Culture was so central to Lemkin’s conception of genocide because he thought nationality—which was what a law about genocide was supposed to protect—comprised different elements. After the war, Lemkin drew on the anthropology of Sir James Frazer and especially fellow Pole Bronislaw Malinowski to flesh out his thinking. Malinowski’s theory of culture allowed Lemkin to cast his Eastern European primordialist intuitions in the language of modern social science. From Frazer and Malinowski, he took the proposition that culture derived from the pre-cultural needs of a biological life. He called it ‘derived needs’ or ‘cultural imperatives’, which were as constitutive for human group life as individual physical wellbeing (i.e., ‘basic needs’). Culture integrated society and enabled the fulfilment of individual basic needs because it constituted the systematic totality of a variety of inter-related institutions, practices, and beliefs. Culture ensured an internal equilibrium and stability. These ‘so-called derived needs’, Lemkin wrote, ‘are just as necessary to their existence as the basic physiological needs’. He elaborated the point thus: ‘These needs find expression in social institutions or, to use an anthropological term, the culture ethos. If the culture of a group is violently undermined, the group itself disintegrates and its members must either become absorbed in other cultures which is a wasteful and painful process or succumb to personal disorganization and, perhaps, physical destruction’ (Lemkin, ‘The Concept of Genocide’). Consequently, he concluded, ‘the destruction of cultural symbols is genocide’. Because culture incarnated the identity of peoples, Lemkin supported the intention of the national minority treaties of the League of Nations, although he regarded them as a political failure. Minorities should not be forcibly assimilated.

Dataset records
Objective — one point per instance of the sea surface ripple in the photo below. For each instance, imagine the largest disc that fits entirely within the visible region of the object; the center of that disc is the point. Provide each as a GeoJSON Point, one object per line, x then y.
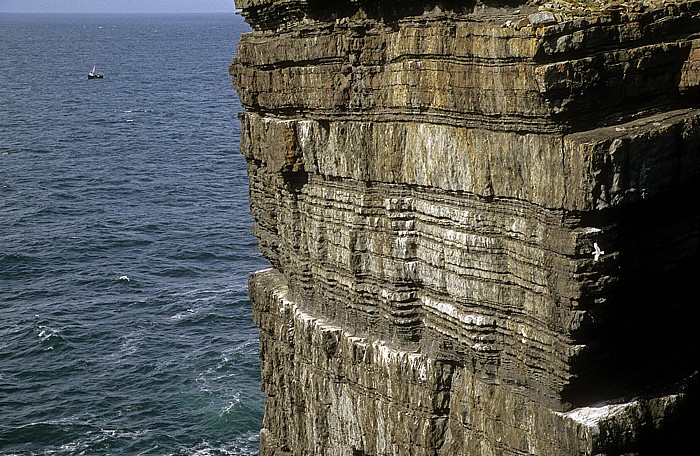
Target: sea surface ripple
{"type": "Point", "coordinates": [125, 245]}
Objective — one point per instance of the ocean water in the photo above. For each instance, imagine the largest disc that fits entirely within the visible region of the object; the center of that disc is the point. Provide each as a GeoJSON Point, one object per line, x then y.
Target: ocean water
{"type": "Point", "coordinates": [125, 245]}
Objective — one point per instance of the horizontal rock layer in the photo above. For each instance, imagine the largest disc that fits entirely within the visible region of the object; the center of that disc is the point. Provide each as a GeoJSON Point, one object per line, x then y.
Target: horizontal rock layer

Task requirements
(a) In the text on Lemkin, translate this sentence into French: "Culture ensured an internal equilibrium and stability."
(b) Answer these questions from the text on Lemkin:
(i) Which two anthropologists did Lemkin draw on after the war?
(ii) According to his conclusion, what is the destruction of cultural symbols?
(iii) How did Lemkin regard the national minority treaties of the League of Nations?

Answers to the problems
(a) La culture garantissait un équilibre et une stabilité internes.

(b)
(i) Sir James Frazer and Bronislaw Malinowski.
(ii) Genocide.
(iii) As a political failure, although he supported their intention.